Content starts

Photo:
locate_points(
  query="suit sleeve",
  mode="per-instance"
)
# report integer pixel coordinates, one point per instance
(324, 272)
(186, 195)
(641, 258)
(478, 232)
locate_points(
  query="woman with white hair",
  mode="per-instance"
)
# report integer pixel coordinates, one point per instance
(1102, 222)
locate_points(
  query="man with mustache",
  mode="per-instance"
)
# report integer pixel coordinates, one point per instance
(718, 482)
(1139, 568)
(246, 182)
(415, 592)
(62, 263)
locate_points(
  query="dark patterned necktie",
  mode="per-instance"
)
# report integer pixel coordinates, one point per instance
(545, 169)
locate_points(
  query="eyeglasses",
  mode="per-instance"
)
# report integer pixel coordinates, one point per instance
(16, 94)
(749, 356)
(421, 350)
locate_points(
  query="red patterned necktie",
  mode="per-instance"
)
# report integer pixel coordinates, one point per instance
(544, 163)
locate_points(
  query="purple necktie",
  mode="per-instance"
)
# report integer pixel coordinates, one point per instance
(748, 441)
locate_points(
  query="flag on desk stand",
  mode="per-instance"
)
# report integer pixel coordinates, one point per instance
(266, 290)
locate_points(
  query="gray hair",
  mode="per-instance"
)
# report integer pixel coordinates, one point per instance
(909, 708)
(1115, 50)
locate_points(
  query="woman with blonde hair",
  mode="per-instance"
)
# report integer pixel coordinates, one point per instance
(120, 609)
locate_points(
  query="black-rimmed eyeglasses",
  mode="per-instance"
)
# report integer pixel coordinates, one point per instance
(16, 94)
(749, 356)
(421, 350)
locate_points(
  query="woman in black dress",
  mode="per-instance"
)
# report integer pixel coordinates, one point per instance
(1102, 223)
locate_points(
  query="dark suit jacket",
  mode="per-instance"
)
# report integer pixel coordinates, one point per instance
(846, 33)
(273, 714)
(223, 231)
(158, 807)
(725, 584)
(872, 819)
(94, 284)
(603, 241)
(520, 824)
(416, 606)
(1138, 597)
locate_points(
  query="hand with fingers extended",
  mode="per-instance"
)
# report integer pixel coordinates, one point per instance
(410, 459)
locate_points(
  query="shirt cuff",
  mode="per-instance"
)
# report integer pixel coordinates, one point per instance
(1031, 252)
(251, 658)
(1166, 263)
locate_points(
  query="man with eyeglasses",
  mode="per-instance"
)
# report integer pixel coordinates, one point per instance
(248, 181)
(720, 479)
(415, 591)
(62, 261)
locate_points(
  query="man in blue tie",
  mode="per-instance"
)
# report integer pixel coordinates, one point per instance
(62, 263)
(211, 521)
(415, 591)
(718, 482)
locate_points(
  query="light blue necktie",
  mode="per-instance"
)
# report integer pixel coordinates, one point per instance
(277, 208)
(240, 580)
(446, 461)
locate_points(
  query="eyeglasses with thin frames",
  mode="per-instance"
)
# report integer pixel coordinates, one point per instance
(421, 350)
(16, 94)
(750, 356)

Content ends

• _Task to complete_
Every line of the data above should be reproduced word for word.

• _Answer section_
Photo:
locate_points(
  query="suit sleeve",
  mode="per-instance"
)
# report integer pixel coordinates, one point per instance
(324, 272)
(186, 195)
(641, 258)
(478, 232)
locate_points(
  query="woman with white hair",
  mode="per-instance"
)
# report integer pixel coordinates, one point per instance
(1102, 222)
locate_points(
  query="man with mustache",
  mode="per-instance"
)
# report integer pixel coordinates, one point per instance
(718, 482)
(1139, 568)
(246, 182)
(415, 592)
(62, 263)
locate_points(
  query="dark patterned necktie",
  mode="per-instance"
)
# report integer pixel coordinates, one point per instance
(545, 169)
locate_points(
  query="eyeglasses",
  mode="per-instance"
)
# report integer pixel coordinates, one point per instance
(16, 94)
(749, 356)
(421, 350)
locate_points(
  query="red patterned necktie",
  mode="per-instance"
)
# report integer pixel coordinates, one point per instance
(544, 163)
locate_points(
  query="purple necktie",
  mode="per-instance"
)
# report integer pixel coordinates, one point per instance
(748, 441)
locate_points(
  query="flag on desk stand",
  mode="per-instance"
)
# report integer pixel coordinates, one point per instance
(266, 290)
locate_points(
  query="gray hair",
  mode="per-instance"
)
# report integer pixel coordinates, one point per instance
(909, 708)
(1115, 50)
locate_points(
  query="woman with blonde hair",
  mode="per-instance"
)
# report integer pixel coordinates, one point per instance
(120, 609)
locate_points(
  query="black-rimmed eyeglasses",
  mode="per-instance"
)
# report integer pixel coordinates, one point per instance
(16, 94)
(749, 356)
(421, 350)
locate_points(
  query="woman in black dress",
  mode="per-instance"
)
# report integer pixel coordinates, one point per instance
(1102, 223)
locate_points(
  query="dark suit jacket",
  mode="per-instance"
)
# report integer pixel coordinates, one point per instance
(846, 33)
(273, 714)
(223, 231)
(158, 807)
(725, 584)
(872, 819)
(94, 284)
(603, 241)
(520, 824)
(416, 606)
(1138, 597)
locate_points(
  query="hand with fingers extended",
  mode="per-instance"
)
# report integer pixel coordinates, one point per instance
(410, 459)
locate_points(
  query="shirt cuff",
  mode="per-instance"
)
# report integer pixel coordinates, one point per instance
(1031, 252)
(251, 658)
(1166, 263)
locate_points(
  query="man with eyeglasses",
  mode="per-instance"
)
# report integer pixel coordinates, one point per instance
(248, 181)
(720, 479)
(415, 591)
(62, 261)
locate_points(
  query="man in blue tie",
  mode="per-instance"
)
# report integer pixel coordinates, one point per instance
(62, 263)
(211, 521)
(415, 591)
(718, 482)
locate_points(
  query="light blue necktie",
  mode="per-instance"
)
# report integer pixel coordinates, one point per instance
(277, 208)
(240, 580)
(446, 461)
locate_points(
  query="eyeglasses with thin frames",
  mode="per-instance"
)
# report integer pixel coordinates, one point per instance
(421, 350)
(16, 94)
(750, 356)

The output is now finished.